───── Text ─────

What Are Sweat Glands?
Sweat is an essential part of normal bodily function. This liquid made up of water, sodium and a mix of minerals acts as the body's radiator fluid. When your internal temperature rises, glands in your skin release sweat onto its surface, where it evaporates, cooling the skin and lowering your body temperature [source: Porter].
Human sweat glands come in two forms: eccrine sweat glands, which cover most of our skin, and apocrine sweat glands, which are concentrated in the scalp, armpits and groin. The two glands produce different types of sweat. Eccrine glands produce the sweat that cools your body when its core temperature rises, while apocrine glands release a thicker, fattier substance in response to stress, such as a tense argument or an intense sporting event. Scientists suspect apocrine sweat contains pheromones, hormonally driven indicators of mood or fertility. But most people recognize apocrine sweat as the source of body odor; naturally occurring bacteria on the skin consume the substance, and their waste is what causes the unpleasant smell after an intense workout [sources: Baker, Mayo].

───── Given entries ─────

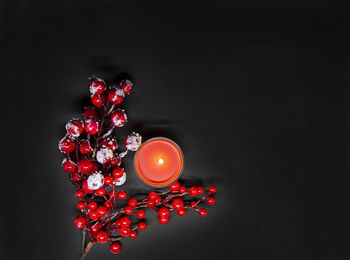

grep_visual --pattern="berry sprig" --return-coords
[59,77,216,259]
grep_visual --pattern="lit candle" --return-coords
[134,137,184,187]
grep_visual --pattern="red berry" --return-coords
[66,119,84,137]
[119,79,134,94]
[169,181,180,191]
[96,231,109,243]
[111,108,127,127]
[73,216,86,228]
[84,119,100,135]
[207,197,215,205]
[179,186,187,194]
[58,136,75,153]
[111,154,122,167]
[188,186,197,197]
[105,176,114,186]
[83,108,98,122]
[81,180,94,194]
[147,200,155,208]
[112,167,124,179]
[124,206,134,215]
[74,190,84,199]
[108,190,118,200]
[89,210,98,220]
[100,137,118,151]
[118,190,127,200]
[88,201,97,210]
[96,205,108,218]
[89,77,106,95]
[136,209,146,219]
[91,94,106,107]
[119,226,131,237]
[128,198,137,208]
[177,208,186,216]
[108,88,125,105]
[78,158,93,173]
[109,242,122,254]
[96,188,106,197]
[198,208,207,217]
[158,207,170,218]
[77,201,86,210]
[158,217,169,225]
[190,201,198,209]
[119,216,131,227]
[79,140,92,154]
[62,158,77,173]
[91,223,100,233]
[104,200,113,208]
[154,195,162,204]
[208,185,216,193]
[129,231,137,239]
[109,242,122,254]
[197,187,204,195]
[148,191,157,200]
[172,198,184,210]
[137,222,147,230]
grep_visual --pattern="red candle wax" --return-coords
[134,137,183,187]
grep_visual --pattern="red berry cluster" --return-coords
[59,77,216,259]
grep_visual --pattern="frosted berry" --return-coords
[96,188,106,197]
[89,77,106,95]
[73,216,86,228]
[83,108,98,122]
[208,185,216,193]
[188,186,198,197]
[91,94,106,107]
[96,205,108,218]
[109,242,122,254]
[96,231,109,243]
[198,208,207,217]
[58,136,75,153]
[172,198,184,210]
[108,88,125,105]
[118,190,127,200]
[158,207,170,218]
[124,206,134,215]
[111,109,127,127]
[148,191,157,200]
[66,119,84,137]
[78,158,93,173]
[119,79,134,94]
[79,140,92,155]
[177,208,186,216]
[169,181,180,191]
[84,119,100,135]
[62,158,77,173]
[100,137,118,152]
[136,209,146,219]
[158,217,169,225]
[129,231,137,239]
[128,198,137,208]
[207,197,215,205]
[77,201,86,210]
[74,190,84,199]
[179,186,187,194]
[112,167,124,179]
[137,222,147,230]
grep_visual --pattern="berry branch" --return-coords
[59,77,216,259]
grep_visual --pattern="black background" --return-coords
[0,0,350,260]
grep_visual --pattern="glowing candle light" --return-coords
[134,137,184,187]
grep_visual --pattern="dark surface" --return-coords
[0,0,350,260]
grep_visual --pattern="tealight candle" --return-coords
[134,137,184,187]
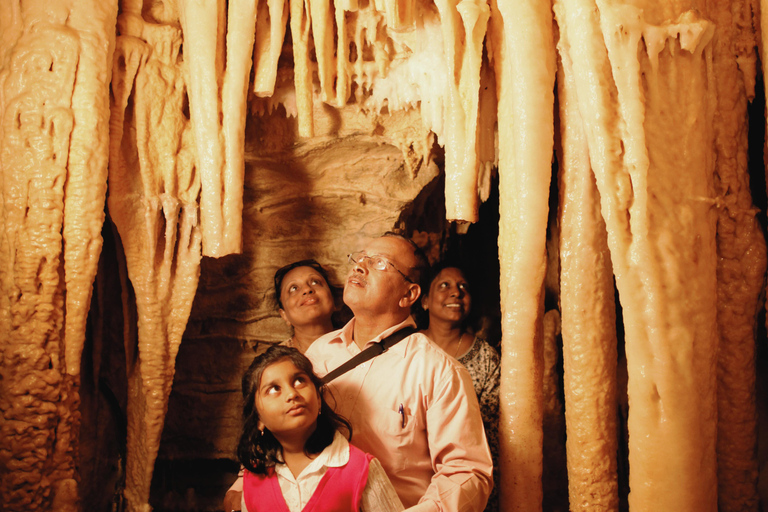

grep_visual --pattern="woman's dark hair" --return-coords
[237,345,352,475]
[275,259,333,309]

─────

Extend the text on sweat glands, picking up right after its final sentence.

*Task output*.
Both types of sweat gland share some structural features. The base of a sweat gland is a coiled structure nestled in the border between the skin's thick middle layer, or dermis, and the subcutaneous layer of fat at the base of the skin. A series of ducts leading up from the coiled structure channel the gland's secretions to the skin's surface.
The difference between eccrine and apocrine glands, beyond the type of sweat they produce, comes in their location. While eccrine glands open directly onto the skin's epidermis, or outer surface, apocrine glands release their sweat at the root of hair follicles. Consequently, infections of the apocrine glands are often referred to as folliculitis [source: Baker].